** Start Material shown **
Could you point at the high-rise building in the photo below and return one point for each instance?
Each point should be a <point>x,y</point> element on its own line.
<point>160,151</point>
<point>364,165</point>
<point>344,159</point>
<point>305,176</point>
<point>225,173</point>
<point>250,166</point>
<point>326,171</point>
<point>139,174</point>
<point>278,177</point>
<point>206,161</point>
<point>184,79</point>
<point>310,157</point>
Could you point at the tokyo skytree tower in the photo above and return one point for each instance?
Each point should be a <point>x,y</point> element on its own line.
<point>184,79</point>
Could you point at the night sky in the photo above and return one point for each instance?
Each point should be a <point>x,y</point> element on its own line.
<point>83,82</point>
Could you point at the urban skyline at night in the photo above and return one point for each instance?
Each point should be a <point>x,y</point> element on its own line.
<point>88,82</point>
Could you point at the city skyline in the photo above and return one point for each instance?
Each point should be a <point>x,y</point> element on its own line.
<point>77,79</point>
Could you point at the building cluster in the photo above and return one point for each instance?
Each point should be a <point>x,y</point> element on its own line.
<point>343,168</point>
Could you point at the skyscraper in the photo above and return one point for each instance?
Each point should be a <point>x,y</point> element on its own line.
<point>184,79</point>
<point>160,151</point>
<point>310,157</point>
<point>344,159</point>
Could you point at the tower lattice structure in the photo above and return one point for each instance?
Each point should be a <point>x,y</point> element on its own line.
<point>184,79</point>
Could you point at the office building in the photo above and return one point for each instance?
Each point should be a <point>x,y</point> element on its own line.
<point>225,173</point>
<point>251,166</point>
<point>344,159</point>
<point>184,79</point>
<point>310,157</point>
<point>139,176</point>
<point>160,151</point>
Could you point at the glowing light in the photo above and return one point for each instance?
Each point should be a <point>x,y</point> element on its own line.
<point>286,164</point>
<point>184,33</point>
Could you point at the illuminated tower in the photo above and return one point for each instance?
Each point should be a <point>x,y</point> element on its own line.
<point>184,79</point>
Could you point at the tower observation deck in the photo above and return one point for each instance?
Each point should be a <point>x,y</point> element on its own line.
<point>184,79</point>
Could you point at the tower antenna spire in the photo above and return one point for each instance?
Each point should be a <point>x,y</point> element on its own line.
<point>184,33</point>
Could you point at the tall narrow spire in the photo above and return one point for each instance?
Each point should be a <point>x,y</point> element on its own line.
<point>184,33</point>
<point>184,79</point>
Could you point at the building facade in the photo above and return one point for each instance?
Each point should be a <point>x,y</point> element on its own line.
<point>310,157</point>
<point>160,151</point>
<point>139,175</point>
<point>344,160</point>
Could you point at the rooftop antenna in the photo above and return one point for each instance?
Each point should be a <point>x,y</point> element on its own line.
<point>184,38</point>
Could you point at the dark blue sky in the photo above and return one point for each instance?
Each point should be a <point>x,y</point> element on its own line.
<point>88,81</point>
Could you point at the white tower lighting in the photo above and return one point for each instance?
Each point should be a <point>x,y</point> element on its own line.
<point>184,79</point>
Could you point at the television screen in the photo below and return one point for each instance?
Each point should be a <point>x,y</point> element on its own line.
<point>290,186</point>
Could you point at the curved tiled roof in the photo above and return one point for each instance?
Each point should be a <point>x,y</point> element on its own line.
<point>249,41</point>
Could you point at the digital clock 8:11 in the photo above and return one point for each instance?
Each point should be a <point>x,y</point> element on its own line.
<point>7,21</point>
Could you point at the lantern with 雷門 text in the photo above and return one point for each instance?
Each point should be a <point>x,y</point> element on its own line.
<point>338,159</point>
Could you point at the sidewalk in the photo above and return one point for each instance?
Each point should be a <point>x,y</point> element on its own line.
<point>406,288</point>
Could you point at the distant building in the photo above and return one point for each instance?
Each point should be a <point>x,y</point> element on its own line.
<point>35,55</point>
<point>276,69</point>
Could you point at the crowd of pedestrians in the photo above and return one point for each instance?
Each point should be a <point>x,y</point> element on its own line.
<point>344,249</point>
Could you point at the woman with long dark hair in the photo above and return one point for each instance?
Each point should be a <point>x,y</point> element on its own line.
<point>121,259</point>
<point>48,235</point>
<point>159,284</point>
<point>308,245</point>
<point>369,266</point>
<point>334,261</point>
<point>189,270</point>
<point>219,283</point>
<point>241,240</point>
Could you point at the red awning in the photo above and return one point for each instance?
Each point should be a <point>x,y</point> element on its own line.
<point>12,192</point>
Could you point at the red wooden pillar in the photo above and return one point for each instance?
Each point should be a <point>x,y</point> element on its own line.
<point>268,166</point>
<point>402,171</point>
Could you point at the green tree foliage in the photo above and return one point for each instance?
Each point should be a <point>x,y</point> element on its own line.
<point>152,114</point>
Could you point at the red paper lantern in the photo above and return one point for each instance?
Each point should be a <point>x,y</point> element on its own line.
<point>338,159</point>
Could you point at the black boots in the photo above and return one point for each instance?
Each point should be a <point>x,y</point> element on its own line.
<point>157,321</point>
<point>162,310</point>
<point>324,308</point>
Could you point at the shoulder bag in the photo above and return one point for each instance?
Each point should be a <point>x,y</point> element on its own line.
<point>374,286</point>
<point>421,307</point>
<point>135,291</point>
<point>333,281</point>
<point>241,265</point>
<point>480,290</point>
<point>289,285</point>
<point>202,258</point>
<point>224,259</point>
** End Material shown **
What is needed =
Retype all of the items above line for line, changing nothing.

Completed task =
Could you point at the high-rise building in the photo below and return one point for each instance?
Each point should be a <point>x,y</point> element on its own line.
<point>160,151</point>
<point>364,165</point>
<point>344,159</point>
<point>305,176</point>
<point>225,173</point>
<point>250,166</point>
<point>326,171</point>
<point>139,174</point>
<point>278,177</point>
<point>206,161</point>
<point>184,79</point>
<point>310,157</point>
Could you point at the tokyo skytree tower in the photo above and return one point for each instance?
Each point should be a <point>x,y</point> element on its own line.
<point>184,79</point>
Could you point at the night sky in the photo above and return one point for each instance?
Each point should be a <point>x,y</point> element on its own line.
<point>83,82</point>
Could you point at the urban skyline at night in the photo above and return one point for each instance?
Each point should be a <point>x,y</point> element on its own line.
<point>88,82</point>
Could you point at the city skyline in the photo above and return one point for each instance?
Each point should be a <point>x,y</point> element on its own line.
<point>77,79</point>
Could you point at the building cluster in the photo above and return one point for each instance?
Each point should be a <point>x,y</point> element on its own line.
<point>343,168</point>
Could you point at the skyscraper in the photo above and return one point for each instance?
Each point should be a <point>x,y</point> element on its own line.
<point>184,79</point>
<point>160,151</point>
<point>310,157</point>
<point>344,159</point>
Could you point at the tower lattice structure in the photo above and return one point for each instance?
Each point should be a <point>x,y</point> element on its own line.
<point>184,79</point>
Could you point at the office building in the photo above and return one point for each instance?
Each point should be a <point>x,y</point> element on its own line.
<point>225,173</point>
<point>251,166</point>
<point>344,159</point>
<point>184,79</point>
<point>310,157</point>
<point>139,176</point>
<point>160,151</point>
Could you point at the glowing light in the photo above and return one point for each instance?
Each point should be a <point>x,y</point> element on its own line.
<point>286,164</point>
<point>184,33</point>
Could you point at the illuminated tower in the photo above and return one point for each instance?
Each point should be a <point>x,y</point> element on its own line.
<point>184,79</point>
Could you point at the tower observation deck in the photo above and return one point for each instance?
Each point should be a <point>x,y</point> element on its own line.
<point>184,79</point>
Could you point at the tower antenna spire in the photo above and return one point for each instance?
Each point should be a <point>x,y</point> element on its own line.
<point>184,33</point>
Could you point at the tall narrow spire in the photo above and return one point for each instance?
Each point should be a <point>x,y</point> element on its own line.
<point>184,33</point>
<point>184,79</point>
Could you point at the building facade in the photo above and return one point for each instance?
Each point should be a <point>x,y</point> element on its own line.
<point>310,157</point>
<point>160,151</point>
<point>139,175</point>
<point>344,160</point>
Could you point at the rooftop antenna in the photo above and return one point for each instance?
Each point should be a <point>x,y</point> element on its own line.
<point>184,38</point>
Could you point at the dark blue sky in the photo above and return one point for each instance?
Each point should be a <point>x,y</point> element on its own line.
<point>88,81</point>
Could you point at the white tower lighting in the photo above and return one point for each instance?
Each point should be a <point>x,y</point> element on its own line.
<point>184,79</point>
Could you point at the television screen in the photo below and return one point for each instance?
Each point should be a <point>x,y</point> element on its own line.
<point>290,186</point>
Could you point at the curved tiled roof in the photo above and return one point for each instance?
Each point should be a <point>x,y</point> element on its own line.
<point>249,41</point>
Could you point at the digital clock 8:11 in the photo above and return one point for each instance?
Each point should be a <point>x,y</point> element on its own line.
<point>7,21</point>
Could you point at the lantern with 雷門 text in the photo above and return one point for each instance?
Each point should be a <point>x,y</point> element on its own line.
<point>338,159</point>
Could you point at the sidewalk in the photo above and return one point for each instance?
Each point should be a <point>x,y</point> element on its own line.
<point>406,288</point>
Could you point at the distant building in the photo above and return one point for each instance?
Each point should be a <point>x,y</point> element on its own line.
<point>35,55</point>
<point>276,69</point>
Could you point at the crowd of pedestrians in the photo above and return one point for each instance?
Each point should be a <point>x,y</point> element on its own line.
<point>344,249</point>
Could you point at the woman with long dark hair in the photo above and return one point for each instance?
Each point should be a <point>x,y</point> element on its own line.
<point>121,259</point>
<point>48,235</point>
<point>159,284</point>
<point>308,245</point>
<point>369,266</point>
<point>334,261</point>
<point>189,270</point>
<point>219,283</point>
<point>241,240</point>
Could you point at the red awning in the photo above and return one point for each instance?
Each point should be a <point>x,y</point> element on its own line.
<point>12,192</point>
Could you point at the red wooden pillar in the photo above and return one point for each instance?
Each point should be a <point>x,y</point> element on its own line.
<point>268,166</point>
<point>402,171</point>
Could you point at the green tree foliage in the photo above and return one point for each instance?
Each point should be a <point>x,y</point> element on its own line.
<point>152,114</point>
Could you point at the red paper lantern in the photo above and return one point for each instance?
Each point should be a <point>x,y</point> element on its own line.
<point>338,159</point>
Could you point at the black boots in the photo above and return one point for each instance?
Each point should be a <point>x,y</point> element on its own line.
<point>157,321</point>
<point>162,310</point>
<point>324,308</point>
Could you point at the shoulder bag in the photo above and return one point for each instance?
Each point should be a <point>x,y</point> element on its own line.
<point>374,286</point>
<point>421,307</point>
<point>135,291</point>
<point>333,281</point>
<point>241,265</point>
<point>480,290</point>
<point>289,285</point>
<point>202,258</point>
<point>224,259</point>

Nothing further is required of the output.